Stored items
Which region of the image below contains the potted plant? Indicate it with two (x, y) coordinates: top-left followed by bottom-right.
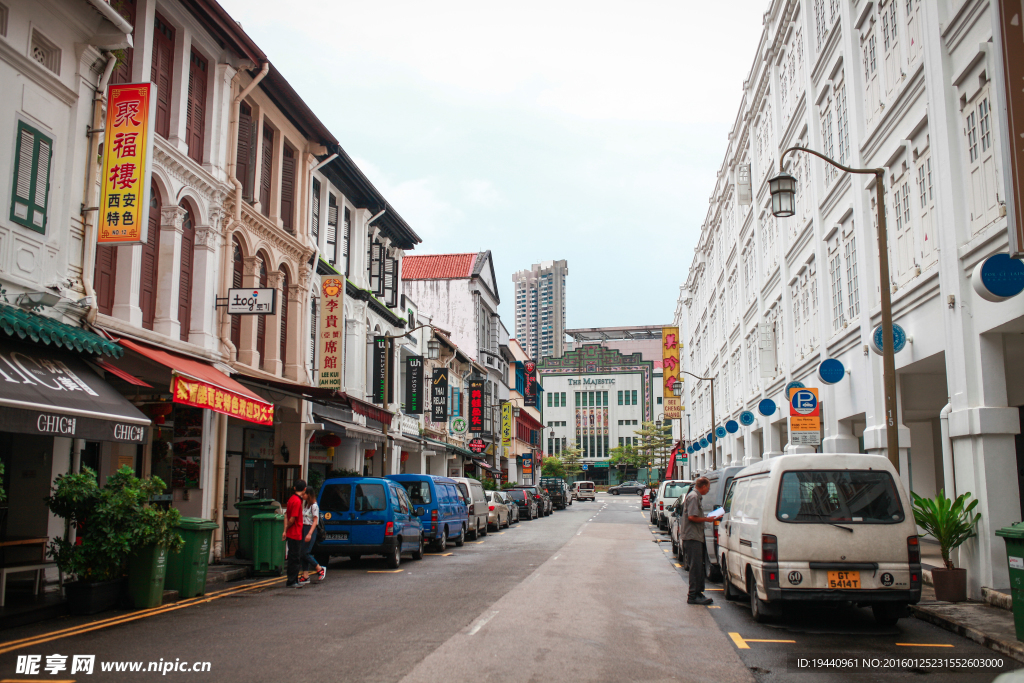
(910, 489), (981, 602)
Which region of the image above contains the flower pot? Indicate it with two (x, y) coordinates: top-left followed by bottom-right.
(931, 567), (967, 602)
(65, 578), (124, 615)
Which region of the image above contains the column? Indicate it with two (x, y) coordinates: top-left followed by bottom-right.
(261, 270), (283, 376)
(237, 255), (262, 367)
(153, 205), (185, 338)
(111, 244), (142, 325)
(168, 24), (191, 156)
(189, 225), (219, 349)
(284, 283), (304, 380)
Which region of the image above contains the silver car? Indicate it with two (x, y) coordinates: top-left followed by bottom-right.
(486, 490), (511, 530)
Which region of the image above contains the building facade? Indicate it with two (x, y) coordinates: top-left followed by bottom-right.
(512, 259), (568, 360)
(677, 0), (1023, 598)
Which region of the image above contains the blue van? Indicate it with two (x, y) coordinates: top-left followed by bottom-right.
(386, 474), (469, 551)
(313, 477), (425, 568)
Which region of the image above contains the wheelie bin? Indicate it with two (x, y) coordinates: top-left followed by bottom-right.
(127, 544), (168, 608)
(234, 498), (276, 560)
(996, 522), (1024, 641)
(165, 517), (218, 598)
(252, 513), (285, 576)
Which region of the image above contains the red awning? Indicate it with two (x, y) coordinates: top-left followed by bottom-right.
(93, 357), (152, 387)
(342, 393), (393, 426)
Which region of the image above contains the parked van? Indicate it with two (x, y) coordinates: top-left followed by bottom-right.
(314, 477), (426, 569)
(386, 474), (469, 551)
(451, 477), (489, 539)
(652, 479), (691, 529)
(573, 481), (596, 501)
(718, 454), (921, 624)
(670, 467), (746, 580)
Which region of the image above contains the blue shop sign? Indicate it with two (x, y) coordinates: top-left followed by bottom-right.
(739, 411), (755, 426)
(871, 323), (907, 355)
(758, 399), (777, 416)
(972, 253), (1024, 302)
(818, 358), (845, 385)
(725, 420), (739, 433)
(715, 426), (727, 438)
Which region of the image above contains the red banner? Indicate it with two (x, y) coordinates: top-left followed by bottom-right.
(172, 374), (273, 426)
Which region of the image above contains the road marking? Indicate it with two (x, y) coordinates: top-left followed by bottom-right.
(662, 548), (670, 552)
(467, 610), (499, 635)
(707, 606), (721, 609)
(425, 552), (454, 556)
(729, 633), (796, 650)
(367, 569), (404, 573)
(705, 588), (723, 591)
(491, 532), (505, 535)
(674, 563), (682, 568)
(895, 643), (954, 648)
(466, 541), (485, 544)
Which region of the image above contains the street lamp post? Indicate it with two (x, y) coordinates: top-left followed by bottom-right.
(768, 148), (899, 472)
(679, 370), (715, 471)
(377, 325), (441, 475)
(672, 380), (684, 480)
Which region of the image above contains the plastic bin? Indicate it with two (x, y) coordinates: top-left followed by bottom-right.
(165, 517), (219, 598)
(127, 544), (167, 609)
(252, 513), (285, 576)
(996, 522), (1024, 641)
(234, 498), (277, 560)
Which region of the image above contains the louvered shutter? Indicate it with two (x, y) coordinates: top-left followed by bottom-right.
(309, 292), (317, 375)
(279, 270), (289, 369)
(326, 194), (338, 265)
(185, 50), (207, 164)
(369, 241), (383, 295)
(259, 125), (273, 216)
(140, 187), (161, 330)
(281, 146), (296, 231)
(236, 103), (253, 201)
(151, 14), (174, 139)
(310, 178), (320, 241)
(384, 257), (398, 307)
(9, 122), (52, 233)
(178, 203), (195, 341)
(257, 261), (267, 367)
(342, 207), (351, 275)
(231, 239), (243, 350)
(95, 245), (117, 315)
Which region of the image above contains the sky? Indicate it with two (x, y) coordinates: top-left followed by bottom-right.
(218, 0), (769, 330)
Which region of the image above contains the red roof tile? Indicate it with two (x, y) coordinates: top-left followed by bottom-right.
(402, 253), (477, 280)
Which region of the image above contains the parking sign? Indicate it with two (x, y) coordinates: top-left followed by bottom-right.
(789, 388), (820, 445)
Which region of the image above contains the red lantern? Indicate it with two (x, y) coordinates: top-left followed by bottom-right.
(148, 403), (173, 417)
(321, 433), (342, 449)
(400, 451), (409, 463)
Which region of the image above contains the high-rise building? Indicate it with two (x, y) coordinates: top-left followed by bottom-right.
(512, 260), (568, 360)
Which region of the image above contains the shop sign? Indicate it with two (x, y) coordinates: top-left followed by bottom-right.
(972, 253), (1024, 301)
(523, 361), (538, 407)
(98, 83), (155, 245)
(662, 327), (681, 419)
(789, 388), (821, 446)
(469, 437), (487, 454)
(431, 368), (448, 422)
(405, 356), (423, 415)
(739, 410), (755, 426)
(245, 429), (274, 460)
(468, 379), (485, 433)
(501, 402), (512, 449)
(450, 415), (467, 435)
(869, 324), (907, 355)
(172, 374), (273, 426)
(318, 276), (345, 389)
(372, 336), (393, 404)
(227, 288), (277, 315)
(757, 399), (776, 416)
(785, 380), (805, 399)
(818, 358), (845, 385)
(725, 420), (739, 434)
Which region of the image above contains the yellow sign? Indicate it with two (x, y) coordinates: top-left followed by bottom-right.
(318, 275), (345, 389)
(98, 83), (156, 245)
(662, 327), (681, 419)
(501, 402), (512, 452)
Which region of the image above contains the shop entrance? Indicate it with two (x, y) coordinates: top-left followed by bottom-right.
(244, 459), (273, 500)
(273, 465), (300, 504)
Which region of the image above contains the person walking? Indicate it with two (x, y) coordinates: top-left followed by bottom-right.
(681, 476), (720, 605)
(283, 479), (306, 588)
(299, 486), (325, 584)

Exercise prompt: All of the lines above should be retyped precisely, apart from the pictures.

Task answer:
Which region of the image below contains the potted plant? Indicate it with two (x, y) coordinates: top-left followed by bottom-right.
(910, 489), (981, 602)
Which region of the image above contains the flower pot? Indicate it with two (x, y) coordinates: top-left followed by bottom-right.
(931, 567), (967, 602)
(65, 578), (124, 615)
Which region of the image above contains the column? Indicate it with two (x, y) coordinates: top-left followed by bottom-right.
(261, 270), (283, 376)
(237, 255), (262, 367)
(153, 205), (185, 338)
(111, 244), (142, 325)
(168, 24), (191, 156)
(189, 225), (219, 349)
(284, 283), (304, 380)
Which region of the image above contains the silver car? Indicate it with two (x, y) coordinates: top-left followed by bottom-right.
(486, 490), (511, 530)
Which region of the image above contains the building facade? Indicate it with two (x, y) coordinates: top-left followed by bottom-right.
(512, 259), (568, 360)
(677, 0), (1023, 598)
Which region of the image above contains the blue van? Indicate it with two (x, y) coordinates: top-left followed by bottom-right.
(386, 474), (469, 551)
(313, 477), (425, 568)
Which region of the image above contains the wheelie bin? Indicate it with two (x, y) coordinates: top-left followed by bottom-right.
(127, 544), (168, 608)
(234, 498), (276, 560)
(996, 522), (1024, 641)
(165, 517), (218, 598)
(252, 513), (285, 576)
Which region of the image above contains the red awning? Indicate it with two (x, y) coordinates: top-left followed by bottom-right.
(93, 357), (152, 387)
(342, 393), (393, 426)
Which region of the image above contains the parked van? Indicate it with two (x, y) coordinates: top-left followed by bottom-right.
(314, 477), (426, 569)
(386, 474), (469, 551)
(451, 477), (489, 539)
(652, 479), (691, 529)
(573, 481), (596, 501)
(718, 454), (921, 624)
(670, 467), (746, 580)
Which region of the image above contains the blue shop sign? Indicate it with two (x, y) coordinates: top-left followed by bottom-right.
(739, 411), (755, 426)
(871, 323), (907, 355)
(758, 399), (777, 416)
(972, 253), (1024, 302)
(818, 358), (845, 385)
(725, 420), (739, 433)
(715, 426), (727, 438)
Which region of the image above contains the red banner? Indicate it with two (x, y) coordinates: top-left followed by bottom-right.
(172, 374), (273, 426)
Which region of the image above contains the road marking? Indicate it with two (x, y) coordinates: top-left followed by bottom-right.
(662, 548), (670, 552)
(467, 610), (499, 635)
(707, 606), (721, 609)
(425, 552), (454, 556)
(729, 633), (796, 650)
(367, 569), (404, 573)
(705, 588), (723, 591)
(491, 532), (505, 535)
(674, 563), (682, 568)
(895, 643), (954, 648)
(466, 541), (485, 544)
Which region of the image above contains the street lamp post? Indicate it with two (x, y) coordinates: top-left followed by bottom-right.
(768, 148), (899, 472)
(679, 370), (715, 471)
(377, 325), (441, 475)
(672, 380), (684, 480)
Which region of the image above contains the plastic bin? Indicate it with two (x, y) coordinates: top-left followed by bottom-right.
(165, 517), (219, 598)
(127, 544), (167, 609)
(252, 513), (285, 576)
(996, 522), (1024, 641)
(234, 498), (277, 560)
Which region of the image above contains the louvered shutter? Indicate it with two (x, y) coordinates: top-left followed by bottom-right.
(309, 292), (317, 375)
(279, 270), (289, 369)
(326, 194), (338, 265)
(185, 50), (207, 164)
(369, 241), (383, 295)
(259, 125), (273, 216)
(140, 187), (161, 330)
(281, 146), (296, 231)
(236, 103), (253, 201)
(151, 14), (174, 139)
(310, 178), (320, 241)
(384, 257), (398, 307)
(9, 122), (52, 233)
(178, 203), (195, 341)
(257, 261), (267, 367)
(342, 207), (351, 275)
(231, 239), (243, 350)
(95, 245), (117, 315)
Which region of the image above contains the sky? Indicate it with two (x, y) coordinates: top-left followed by bottom-right.
(218, 0), (769, 330)
Which region of the image above contains the red roof tile? Indicate it with two (x, y) coordinates: top-left followed by bottom-right.
(402, 253), (477, 280)
Which region of the image above contains the parking sign? Indicate it with two (x, y) coordinates: top-left followed by bottom-right.
(789, 388), (820, 445)
Which region of the image above contains the red lantern? Indicate it with two (x, y) coordinates: top-left followed by bottom-right.
(148, 403), (173, 417)
(321, 433), (342, 449)
(400, 451), (409, 463)
Which region of the image above contains the high-rise building? Indicate it with two (x, y) coordinates: top-left followed by bottom-right.
(512, 260), (568, 360)
Which region of the image above contains the shop sign? Indicate it with two (x, y) coordinates: top-left followed by bottom-right.
(972, 253), (1024, 301)
(523, 361), (538, 407)
(98, 83), (155, 245)
(662, 327), (681, 419)
(789, 388), (821, 446)
(469, 437), (487, 454)
(431, 368), (448, 422)
(405, 356), (423, 415)
(739, 410), (755, 426)
(245, 429), (274, 460)
(468, 379), (485, 433)
(501, 402), (512, 449)
(450, 415), (467, 435)
(869, 324), (907, 355)
(172, 374), (273, 426)
(318, 276), (345, 389)
(372, 336), (393, 404)
(227, 288), (277, 315)
(757, 399), (776, 416)
(785, 380), (805, 399)
(818, 358), (845, 385)
(725, 420), (739, 434)
Which region of the image above contains the yellow sign? Indicate it with two (x, y) coordinates: top-left followed by bottom-right.
(318, 275), (345, 389)
(98, 83), (156, 245)
(662, 327), (681, 419)
(501, 402), (512, 452)
Which region of the image above contains the shop entrance? Indicate it with two (x, y) coordinates: top-left followed by bottom-right.
(244, 459), (273, 500)
(273, 465), (300, 504)
Which region of the image above contains the person walking? Indicate it with two (x, y) coordinates: top-left followed by bottom-right.
(681, 476), (720, 605)
(283, 479), (306, 588)
(299, 486), (325, 584)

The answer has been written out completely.